DOCUMENT TEXT
--------------------
Company insolvencies rapidly increasing

Company liquidations have increased since the Covid-19 pandemic…

Government figures reveal a 40% increase in the number of registered companies that entered insolvency procedures during the past year.

Newly-released data shows the number of companies entering statutory insolvency procedures has risen 15% compared to pre-pandemic levels in June 2019. Furthermore, the number of companies that were placed into a creditors’ voluntary liquidation (CVL) procedure has increased by:

  • 30% since June 2021
  • 44% since June 2019

According to the latest statistics, there was a 37% reduction in bankruptcy procedures during the 12 months to June 2022, and a:

  • 36% increase in compulsory liquidations
  • 23% increase in administration procedures

Company insolvency increase

It is concerning that compulsory liquidations continued to increase despite the Government’s temporary restrictions on winding-up petitions during the pandemic.
--------------------
REQUIRED TASKS
**A.** According to the article on company insolvencies, why is the rise in compulsory liquidations concerning? Answer in one to three sentences.
**B.** Please reproduce a passage from the article on company insolvencies word for word, beginning at "Company liquidations have" and stopping after "the past year.".
The collected data has no connection to the article on company insolvencies.

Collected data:
--------------------
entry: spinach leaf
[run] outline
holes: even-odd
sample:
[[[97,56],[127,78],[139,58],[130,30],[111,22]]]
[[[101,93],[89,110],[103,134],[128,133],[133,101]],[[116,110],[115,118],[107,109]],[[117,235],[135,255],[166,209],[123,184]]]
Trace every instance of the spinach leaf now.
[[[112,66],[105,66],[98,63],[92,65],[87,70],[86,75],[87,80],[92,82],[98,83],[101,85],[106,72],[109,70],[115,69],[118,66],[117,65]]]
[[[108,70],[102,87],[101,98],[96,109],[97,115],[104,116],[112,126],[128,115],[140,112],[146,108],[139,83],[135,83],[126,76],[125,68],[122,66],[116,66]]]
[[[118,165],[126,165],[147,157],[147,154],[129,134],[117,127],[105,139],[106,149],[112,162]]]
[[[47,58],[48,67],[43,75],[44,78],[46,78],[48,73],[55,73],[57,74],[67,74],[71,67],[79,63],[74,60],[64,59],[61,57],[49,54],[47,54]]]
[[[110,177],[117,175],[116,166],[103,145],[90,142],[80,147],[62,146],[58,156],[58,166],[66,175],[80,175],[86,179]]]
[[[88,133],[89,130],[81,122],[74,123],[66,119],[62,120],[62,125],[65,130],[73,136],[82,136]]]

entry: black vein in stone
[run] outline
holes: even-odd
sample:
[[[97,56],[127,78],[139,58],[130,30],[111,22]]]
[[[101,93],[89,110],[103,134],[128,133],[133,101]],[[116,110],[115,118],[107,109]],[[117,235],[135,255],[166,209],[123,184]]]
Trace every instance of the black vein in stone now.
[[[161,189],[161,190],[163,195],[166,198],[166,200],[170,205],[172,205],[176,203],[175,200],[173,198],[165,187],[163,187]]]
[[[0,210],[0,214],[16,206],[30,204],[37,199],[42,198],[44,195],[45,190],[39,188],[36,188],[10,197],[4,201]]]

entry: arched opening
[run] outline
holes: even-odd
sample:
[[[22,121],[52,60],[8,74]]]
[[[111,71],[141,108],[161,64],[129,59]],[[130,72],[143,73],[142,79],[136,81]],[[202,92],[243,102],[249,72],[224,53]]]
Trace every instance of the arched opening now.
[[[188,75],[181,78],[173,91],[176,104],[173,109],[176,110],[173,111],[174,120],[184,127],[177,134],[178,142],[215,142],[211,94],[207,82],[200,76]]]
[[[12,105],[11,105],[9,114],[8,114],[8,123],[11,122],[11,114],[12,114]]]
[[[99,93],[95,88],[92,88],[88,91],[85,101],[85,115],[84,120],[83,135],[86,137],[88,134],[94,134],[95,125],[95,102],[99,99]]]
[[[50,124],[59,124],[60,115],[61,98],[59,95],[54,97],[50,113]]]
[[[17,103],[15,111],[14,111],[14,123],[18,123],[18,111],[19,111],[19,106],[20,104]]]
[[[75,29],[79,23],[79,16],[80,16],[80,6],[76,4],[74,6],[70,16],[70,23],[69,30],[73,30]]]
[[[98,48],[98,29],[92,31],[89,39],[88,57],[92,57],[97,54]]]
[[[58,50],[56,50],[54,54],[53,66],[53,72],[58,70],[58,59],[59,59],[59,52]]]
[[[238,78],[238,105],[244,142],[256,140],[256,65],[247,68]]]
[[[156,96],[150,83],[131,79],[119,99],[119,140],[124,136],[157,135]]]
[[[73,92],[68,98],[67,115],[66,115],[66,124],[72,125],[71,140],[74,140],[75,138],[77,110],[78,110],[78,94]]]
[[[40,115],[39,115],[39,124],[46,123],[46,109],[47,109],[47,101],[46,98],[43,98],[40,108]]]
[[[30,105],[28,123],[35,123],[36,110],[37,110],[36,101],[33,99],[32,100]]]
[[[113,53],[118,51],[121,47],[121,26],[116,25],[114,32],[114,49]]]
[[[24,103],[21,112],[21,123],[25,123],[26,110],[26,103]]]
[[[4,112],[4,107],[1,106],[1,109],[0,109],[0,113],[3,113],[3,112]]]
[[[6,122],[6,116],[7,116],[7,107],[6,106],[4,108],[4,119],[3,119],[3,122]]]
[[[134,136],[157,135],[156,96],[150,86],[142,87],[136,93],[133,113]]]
--------------------
SOLUTIONS FOR EACH TASK
**A.** Compulsory liquidations kept increasing even though the Government had placed temporary restrictions on winding-up petitions during the pandemic.

**B.**
Company liquidations have increased since the Covid-19 pandemic…

Government figures reveal a 40% increase in the number of registered companies that entered insolvency procedures during the past year.